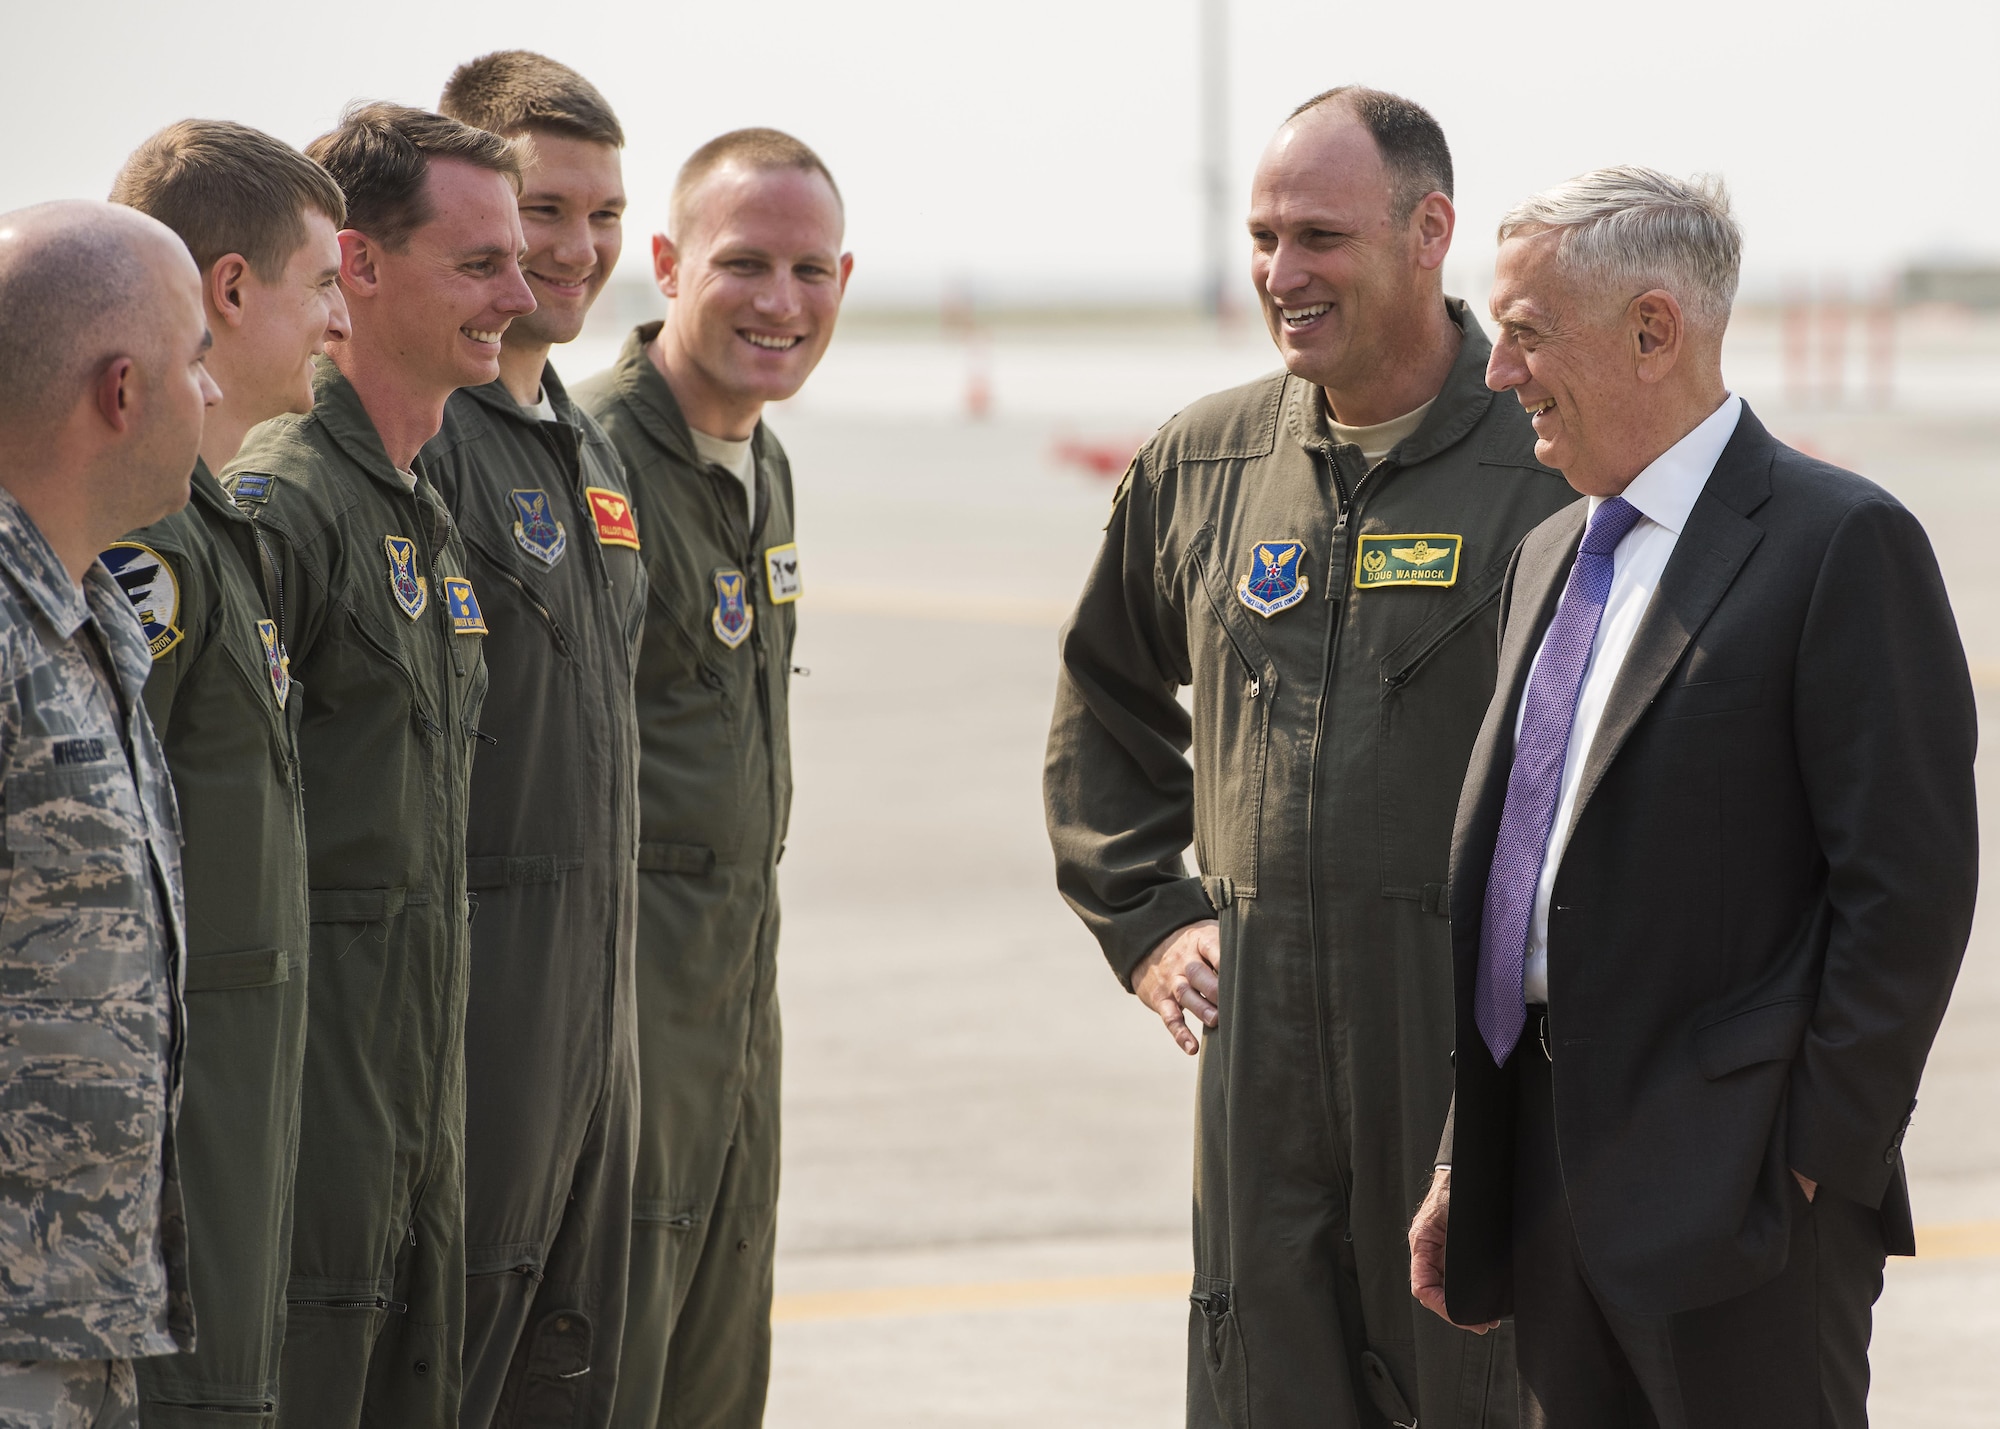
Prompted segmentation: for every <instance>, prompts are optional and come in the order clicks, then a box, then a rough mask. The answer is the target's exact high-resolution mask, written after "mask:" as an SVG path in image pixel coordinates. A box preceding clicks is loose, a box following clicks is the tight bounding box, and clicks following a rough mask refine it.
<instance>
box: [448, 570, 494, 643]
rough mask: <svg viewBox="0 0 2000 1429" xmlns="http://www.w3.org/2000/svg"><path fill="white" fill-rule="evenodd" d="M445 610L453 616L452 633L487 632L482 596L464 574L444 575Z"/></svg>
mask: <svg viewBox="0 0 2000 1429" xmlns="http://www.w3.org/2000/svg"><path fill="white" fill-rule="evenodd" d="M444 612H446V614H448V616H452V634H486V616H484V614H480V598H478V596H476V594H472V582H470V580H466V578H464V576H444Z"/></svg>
· · · ·
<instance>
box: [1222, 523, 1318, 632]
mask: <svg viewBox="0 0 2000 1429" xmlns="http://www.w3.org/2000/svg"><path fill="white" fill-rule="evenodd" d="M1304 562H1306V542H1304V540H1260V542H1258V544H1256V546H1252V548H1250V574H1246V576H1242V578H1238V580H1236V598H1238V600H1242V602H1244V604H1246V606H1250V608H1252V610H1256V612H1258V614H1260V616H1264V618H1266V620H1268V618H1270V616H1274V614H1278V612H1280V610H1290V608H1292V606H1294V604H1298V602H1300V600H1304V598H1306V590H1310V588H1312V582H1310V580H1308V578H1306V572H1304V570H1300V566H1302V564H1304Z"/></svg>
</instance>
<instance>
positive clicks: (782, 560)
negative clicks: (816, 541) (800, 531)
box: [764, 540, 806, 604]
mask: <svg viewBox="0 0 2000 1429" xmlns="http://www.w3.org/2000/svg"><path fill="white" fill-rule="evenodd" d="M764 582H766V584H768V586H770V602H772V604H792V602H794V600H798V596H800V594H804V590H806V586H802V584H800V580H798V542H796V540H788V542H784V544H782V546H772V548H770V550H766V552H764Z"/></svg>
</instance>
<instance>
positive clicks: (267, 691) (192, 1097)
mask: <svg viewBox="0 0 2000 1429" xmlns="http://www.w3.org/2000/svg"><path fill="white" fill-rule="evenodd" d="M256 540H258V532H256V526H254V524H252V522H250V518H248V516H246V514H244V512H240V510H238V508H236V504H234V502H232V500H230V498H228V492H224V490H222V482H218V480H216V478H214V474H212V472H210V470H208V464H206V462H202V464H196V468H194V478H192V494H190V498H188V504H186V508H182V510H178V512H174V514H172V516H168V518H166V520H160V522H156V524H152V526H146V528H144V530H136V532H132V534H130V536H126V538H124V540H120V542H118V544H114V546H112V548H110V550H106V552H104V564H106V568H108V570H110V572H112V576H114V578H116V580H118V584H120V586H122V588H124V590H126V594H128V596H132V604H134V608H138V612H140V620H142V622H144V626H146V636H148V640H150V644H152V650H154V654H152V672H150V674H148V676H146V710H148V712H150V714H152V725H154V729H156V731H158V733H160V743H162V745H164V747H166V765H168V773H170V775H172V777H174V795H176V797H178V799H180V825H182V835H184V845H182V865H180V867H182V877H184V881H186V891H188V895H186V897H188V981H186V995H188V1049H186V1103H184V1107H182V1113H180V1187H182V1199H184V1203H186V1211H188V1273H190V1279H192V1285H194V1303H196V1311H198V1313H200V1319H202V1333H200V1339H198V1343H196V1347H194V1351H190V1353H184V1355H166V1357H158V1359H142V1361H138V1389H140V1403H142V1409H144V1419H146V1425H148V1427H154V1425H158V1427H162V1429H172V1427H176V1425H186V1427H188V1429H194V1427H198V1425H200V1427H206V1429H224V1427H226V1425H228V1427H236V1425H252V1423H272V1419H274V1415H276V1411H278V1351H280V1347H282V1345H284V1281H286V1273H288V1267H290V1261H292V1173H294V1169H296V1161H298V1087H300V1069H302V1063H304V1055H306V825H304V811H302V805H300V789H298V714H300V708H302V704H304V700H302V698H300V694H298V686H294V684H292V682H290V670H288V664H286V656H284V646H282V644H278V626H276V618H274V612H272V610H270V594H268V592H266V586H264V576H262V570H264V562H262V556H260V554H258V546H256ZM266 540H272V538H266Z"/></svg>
· · · ·
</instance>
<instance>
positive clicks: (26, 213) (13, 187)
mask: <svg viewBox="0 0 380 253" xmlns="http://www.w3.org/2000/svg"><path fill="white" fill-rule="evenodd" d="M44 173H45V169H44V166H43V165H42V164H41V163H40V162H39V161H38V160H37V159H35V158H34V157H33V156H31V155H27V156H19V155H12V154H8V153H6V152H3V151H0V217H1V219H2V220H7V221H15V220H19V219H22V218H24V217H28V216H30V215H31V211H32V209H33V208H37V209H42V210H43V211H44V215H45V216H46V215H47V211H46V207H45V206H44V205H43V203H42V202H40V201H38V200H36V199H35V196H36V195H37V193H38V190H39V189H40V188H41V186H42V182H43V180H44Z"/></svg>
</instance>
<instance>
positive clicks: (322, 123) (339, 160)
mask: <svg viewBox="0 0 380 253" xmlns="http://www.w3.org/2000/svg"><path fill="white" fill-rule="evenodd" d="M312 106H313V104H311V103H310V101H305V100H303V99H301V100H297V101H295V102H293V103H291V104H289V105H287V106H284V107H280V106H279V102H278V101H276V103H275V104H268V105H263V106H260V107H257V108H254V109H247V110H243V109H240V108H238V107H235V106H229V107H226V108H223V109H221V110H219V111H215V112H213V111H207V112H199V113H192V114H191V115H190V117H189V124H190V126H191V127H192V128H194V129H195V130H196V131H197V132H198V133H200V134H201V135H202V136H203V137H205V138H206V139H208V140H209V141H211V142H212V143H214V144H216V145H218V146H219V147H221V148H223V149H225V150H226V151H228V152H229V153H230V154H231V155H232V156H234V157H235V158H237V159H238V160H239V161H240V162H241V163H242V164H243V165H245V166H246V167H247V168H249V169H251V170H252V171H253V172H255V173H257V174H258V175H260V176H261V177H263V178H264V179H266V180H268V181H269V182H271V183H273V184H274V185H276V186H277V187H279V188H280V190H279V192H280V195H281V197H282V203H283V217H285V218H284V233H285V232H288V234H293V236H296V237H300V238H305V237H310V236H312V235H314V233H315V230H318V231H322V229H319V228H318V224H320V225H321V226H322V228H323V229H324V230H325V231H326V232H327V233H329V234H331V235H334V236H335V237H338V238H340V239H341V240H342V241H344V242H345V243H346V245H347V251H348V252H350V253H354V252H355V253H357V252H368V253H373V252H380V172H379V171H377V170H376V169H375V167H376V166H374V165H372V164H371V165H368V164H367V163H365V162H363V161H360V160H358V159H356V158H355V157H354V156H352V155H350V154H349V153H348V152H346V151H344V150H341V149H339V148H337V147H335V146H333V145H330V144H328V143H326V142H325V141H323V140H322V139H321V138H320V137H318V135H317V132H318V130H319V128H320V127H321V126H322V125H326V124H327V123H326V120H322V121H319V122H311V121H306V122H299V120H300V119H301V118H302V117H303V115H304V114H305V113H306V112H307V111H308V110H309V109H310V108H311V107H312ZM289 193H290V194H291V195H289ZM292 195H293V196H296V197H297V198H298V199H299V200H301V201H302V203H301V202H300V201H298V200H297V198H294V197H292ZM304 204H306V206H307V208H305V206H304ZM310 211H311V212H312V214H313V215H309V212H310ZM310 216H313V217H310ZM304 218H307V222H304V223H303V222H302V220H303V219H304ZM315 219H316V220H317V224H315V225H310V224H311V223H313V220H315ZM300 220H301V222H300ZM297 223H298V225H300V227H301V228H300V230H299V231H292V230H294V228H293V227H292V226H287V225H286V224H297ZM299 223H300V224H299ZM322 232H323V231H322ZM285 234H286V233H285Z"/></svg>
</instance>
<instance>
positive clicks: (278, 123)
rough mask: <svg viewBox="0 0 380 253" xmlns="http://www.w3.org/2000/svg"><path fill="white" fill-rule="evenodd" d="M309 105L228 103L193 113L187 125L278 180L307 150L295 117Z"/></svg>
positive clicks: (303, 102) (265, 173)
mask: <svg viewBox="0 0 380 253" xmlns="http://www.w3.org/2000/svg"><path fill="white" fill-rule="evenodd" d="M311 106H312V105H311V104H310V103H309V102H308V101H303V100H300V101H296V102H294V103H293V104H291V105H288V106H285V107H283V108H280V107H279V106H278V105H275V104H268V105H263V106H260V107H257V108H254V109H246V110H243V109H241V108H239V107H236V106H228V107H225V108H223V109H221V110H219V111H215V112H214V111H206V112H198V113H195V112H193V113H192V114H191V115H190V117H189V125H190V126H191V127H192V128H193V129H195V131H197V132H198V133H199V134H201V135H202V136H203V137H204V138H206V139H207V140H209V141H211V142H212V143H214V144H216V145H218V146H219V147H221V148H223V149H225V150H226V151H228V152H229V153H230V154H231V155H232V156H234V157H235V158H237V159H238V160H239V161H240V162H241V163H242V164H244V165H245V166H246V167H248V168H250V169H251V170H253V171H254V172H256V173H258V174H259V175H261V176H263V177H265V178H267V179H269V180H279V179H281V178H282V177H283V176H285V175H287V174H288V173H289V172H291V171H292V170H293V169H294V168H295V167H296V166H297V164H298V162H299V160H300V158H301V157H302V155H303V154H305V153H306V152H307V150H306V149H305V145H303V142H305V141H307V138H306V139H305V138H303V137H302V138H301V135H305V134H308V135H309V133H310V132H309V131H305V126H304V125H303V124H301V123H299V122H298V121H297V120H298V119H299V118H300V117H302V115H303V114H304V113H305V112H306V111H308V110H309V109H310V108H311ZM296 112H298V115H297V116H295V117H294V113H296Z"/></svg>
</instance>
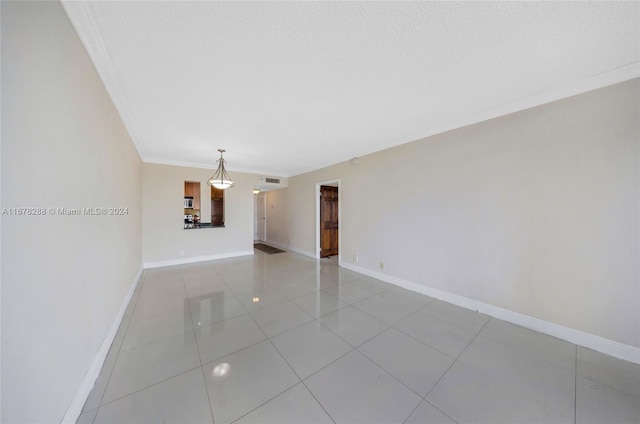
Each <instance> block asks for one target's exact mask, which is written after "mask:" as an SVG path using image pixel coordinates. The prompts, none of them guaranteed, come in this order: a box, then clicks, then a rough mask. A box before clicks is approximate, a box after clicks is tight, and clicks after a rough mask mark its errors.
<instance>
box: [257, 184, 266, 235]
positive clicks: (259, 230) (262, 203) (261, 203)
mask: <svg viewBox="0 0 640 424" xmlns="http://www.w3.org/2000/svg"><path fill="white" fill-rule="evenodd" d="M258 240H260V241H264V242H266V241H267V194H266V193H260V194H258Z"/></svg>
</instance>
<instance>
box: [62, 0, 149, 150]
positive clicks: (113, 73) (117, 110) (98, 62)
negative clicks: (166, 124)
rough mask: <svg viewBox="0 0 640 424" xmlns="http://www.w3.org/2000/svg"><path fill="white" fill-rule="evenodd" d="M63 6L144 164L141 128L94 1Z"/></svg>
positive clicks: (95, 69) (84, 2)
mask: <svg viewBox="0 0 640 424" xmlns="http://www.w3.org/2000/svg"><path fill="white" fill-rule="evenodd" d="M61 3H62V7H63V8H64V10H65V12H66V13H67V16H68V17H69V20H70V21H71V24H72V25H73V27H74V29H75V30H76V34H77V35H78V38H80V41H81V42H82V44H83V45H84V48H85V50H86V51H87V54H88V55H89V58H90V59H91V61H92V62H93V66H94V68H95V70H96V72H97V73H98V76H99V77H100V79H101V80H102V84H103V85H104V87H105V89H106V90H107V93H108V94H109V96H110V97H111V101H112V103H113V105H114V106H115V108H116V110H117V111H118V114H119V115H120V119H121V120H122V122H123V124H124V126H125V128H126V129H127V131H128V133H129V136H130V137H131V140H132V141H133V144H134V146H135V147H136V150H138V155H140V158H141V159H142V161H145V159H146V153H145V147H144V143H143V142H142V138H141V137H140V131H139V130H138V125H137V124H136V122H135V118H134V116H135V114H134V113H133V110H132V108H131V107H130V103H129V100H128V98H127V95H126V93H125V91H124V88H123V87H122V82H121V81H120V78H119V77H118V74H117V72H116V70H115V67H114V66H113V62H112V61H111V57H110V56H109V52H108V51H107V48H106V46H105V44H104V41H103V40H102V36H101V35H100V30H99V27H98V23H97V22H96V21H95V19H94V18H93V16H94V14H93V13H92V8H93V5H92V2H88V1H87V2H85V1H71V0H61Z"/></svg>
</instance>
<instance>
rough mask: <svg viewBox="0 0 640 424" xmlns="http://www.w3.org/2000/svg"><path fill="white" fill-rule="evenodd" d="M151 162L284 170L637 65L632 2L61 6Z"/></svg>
· · · ·
# Your objective
Find every line in the listing above that contains the string "positive", treating uppercase and lowercase as distinct, and copy each such line.

# Response to this exercise
positive clicks: (782, 560)
positive clicks: (267, 691) (192, 1097)
positive clicks: (26, 213) (13, 187)
positive clicks: (322, 123) (339, 160)
positive clicks: (278, 123)
positive clicks: (303, 102) (265, 173)
positive clicks: (259, 230) (262, 203) (261, 203)
positive clicks: (113, 73) (117, 110) (98, 62)
positive clicks: (95, 69) (84, 2)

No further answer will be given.